Task statement.
Every line from the line containing "Target: hazy horizon" through the final line below is to be repeated exactly; no other line is.

= = = =

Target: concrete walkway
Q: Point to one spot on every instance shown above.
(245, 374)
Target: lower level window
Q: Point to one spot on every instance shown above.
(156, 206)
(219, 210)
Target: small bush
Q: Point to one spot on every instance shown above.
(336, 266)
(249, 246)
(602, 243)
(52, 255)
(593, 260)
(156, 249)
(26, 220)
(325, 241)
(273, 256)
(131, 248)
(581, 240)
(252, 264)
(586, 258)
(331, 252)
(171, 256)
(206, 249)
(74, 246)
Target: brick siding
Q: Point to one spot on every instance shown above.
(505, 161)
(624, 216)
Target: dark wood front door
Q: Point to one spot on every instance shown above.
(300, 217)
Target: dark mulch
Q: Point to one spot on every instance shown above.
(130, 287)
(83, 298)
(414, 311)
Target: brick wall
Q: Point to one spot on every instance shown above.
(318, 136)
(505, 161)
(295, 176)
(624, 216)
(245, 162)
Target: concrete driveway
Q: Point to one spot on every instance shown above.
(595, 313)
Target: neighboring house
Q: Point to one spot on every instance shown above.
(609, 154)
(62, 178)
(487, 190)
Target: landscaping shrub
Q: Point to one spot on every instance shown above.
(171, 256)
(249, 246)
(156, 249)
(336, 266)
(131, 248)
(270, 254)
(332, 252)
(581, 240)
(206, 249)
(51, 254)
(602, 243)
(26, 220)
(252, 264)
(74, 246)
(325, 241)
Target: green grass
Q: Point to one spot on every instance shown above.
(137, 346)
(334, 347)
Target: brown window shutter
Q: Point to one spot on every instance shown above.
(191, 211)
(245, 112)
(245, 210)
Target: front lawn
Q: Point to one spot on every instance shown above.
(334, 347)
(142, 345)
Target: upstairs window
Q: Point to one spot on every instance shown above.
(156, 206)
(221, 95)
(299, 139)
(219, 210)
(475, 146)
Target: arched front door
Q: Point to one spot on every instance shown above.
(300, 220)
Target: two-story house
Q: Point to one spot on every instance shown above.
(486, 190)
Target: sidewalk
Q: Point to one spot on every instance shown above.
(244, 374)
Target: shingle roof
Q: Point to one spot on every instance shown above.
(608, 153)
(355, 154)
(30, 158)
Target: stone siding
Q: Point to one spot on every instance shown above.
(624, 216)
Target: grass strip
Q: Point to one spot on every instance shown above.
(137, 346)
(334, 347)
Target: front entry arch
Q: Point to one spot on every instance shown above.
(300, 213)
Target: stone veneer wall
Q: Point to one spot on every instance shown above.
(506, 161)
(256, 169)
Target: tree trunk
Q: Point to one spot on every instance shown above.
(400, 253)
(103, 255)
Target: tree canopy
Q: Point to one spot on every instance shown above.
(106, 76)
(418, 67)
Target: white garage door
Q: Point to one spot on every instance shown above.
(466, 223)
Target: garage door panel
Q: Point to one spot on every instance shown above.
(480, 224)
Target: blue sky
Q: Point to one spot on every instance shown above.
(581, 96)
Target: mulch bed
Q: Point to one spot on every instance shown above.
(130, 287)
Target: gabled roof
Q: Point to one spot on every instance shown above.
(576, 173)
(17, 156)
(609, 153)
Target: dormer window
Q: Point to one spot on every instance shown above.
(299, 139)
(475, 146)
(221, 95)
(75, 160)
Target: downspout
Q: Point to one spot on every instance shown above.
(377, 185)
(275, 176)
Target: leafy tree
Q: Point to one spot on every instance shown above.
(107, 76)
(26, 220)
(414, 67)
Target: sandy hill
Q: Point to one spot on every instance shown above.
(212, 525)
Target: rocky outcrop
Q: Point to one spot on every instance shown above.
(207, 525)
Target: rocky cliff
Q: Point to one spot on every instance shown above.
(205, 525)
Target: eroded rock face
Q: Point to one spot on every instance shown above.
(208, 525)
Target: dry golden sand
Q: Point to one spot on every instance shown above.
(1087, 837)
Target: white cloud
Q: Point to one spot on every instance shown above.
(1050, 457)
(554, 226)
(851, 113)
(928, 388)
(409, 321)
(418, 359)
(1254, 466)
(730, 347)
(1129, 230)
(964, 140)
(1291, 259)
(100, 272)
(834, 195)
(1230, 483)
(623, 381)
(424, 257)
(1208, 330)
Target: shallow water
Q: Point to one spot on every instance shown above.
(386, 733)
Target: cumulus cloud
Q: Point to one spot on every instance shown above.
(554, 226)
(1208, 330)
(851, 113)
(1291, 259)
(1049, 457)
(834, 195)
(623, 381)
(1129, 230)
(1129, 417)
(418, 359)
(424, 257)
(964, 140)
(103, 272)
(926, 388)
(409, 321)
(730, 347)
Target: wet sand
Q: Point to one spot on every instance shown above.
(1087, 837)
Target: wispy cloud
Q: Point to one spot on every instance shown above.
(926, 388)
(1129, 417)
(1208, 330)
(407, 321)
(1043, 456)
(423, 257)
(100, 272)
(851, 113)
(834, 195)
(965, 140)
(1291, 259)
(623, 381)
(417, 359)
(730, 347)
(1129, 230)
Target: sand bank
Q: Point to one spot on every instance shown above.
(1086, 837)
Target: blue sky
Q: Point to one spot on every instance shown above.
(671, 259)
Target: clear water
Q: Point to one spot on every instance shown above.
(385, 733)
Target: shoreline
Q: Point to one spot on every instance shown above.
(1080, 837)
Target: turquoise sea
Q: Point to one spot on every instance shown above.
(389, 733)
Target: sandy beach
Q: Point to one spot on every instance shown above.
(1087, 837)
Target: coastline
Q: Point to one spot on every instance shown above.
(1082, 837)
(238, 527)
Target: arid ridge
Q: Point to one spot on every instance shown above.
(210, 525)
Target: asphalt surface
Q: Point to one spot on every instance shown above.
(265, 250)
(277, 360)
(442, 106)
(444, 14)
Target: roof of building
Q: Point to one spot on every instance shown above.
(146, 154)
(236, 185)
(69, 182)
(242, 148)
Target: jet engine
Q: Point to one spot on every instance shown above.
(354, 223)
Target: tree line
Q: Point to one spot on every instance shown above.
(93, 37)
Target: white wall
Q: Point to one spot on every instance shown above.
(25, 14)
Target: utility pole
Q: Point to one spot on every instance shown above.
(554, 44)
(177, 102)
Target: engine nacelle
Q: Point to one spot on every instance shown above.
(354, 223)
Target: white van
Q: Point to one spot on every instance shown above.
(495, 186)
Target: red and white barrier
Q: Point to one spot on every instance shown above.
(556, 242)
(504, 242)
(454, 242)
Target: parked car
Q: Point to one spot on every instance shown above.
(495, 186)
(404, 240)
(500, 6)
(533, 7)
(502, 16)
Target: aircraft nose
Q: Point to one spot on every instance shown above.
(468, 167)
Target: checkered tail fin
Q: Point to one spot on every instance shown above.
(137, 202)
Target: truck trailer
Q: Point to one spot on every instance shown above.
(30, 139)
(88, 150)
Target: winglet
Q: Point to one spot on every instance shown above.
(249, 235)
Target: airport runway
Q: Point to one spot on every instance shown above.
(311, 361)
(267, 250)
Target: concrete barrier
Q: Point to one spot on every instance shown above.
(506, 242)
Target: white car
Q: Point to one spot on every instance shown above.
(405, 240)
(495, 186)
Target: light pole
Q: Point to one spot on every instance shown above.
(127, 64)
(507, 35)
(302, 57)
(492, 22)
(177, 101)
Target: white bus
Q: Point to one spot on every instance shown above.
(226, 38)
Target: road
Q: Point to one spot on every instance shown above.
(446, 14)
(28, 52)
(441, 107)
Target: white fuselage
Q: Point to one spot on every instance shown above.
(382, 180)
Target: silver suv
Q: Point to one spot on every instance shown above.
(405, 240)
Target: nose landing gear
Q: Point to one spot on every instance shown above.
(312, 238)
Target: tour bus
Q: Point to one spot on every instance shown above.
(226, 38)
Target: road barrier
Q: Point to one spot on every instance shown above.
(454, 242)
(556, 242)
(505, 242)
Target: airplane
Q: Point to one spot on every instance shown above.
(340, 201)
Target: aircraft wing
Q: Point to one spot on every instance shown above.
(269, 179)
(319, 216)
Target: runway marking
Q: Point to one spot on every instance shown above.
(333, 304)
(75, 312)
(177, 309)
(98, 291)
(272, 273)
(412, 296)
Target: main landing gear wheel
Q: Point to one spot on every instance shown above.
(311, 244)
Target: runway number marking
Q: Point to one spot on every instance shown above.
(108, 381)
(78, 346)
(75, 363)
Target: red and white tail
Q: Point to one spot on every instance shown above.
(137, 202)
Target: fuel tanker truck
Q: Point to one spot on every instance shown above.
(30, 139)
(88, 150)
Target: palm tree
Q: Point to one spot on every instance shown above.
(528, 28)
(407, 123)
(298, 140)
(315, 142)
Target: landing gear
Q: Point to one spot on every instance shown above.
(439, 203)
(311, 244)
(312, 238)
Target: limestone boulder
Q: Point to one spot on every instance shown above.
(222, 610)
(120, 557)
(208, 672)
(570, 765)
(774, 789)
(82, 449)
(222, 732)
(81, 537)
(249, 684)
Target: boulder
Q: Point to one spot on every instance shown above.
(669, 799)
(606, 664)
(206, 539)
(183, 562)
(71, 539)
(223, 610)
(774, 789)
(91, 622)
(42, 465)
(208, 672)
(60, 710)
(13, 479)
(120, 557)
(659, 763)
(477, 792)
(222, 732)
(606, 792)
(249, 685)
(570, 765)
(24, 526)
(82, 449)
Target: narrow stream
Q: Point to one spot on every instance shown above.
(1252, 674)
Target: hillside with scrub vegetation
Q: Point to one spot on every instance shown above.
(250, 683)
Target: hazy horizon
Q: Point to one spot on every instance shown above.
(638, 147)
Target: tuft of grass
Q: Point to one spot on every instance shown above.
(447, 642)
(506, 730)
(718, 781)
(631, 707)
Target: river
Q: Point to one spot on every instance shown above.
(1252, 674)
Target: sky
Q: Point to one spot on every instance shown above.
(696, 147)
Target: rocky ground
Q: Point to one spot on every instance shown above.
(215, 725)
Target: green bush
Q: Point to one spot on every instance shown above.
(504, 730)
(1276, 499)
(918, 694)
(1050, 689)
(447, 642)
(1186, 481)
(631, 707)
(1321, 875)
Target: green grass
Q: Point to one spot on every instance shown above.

= = = =

The response.
Target: hazy horizon
Q: Point to one spot on every instance shown above.
(638, 147)
Target: tuft of grass
Q: Point to one spot on every instance shown above.
(447, 642)
(506, 730)
(718, 781)
(631, 707)
Target: river
Q: Point to one spot on every instance shown above.
(1252, 674)
Target: sky
Q: Point to one spot on every instance shown above.
(696, 147)
Target: rocky ground
Q: Point to one spot on every instance shown above.
(215, 725)
Target: green bush
Q: Point to one spot on every instance shown above.
(504, 730)
(1276, 499)
(918, 694)
(1050, 689)
(447, 642)
(1186, 481)
(631, 707)
(1321, 875)
Target: green grass
Q: Point to one spot on every instance shown above.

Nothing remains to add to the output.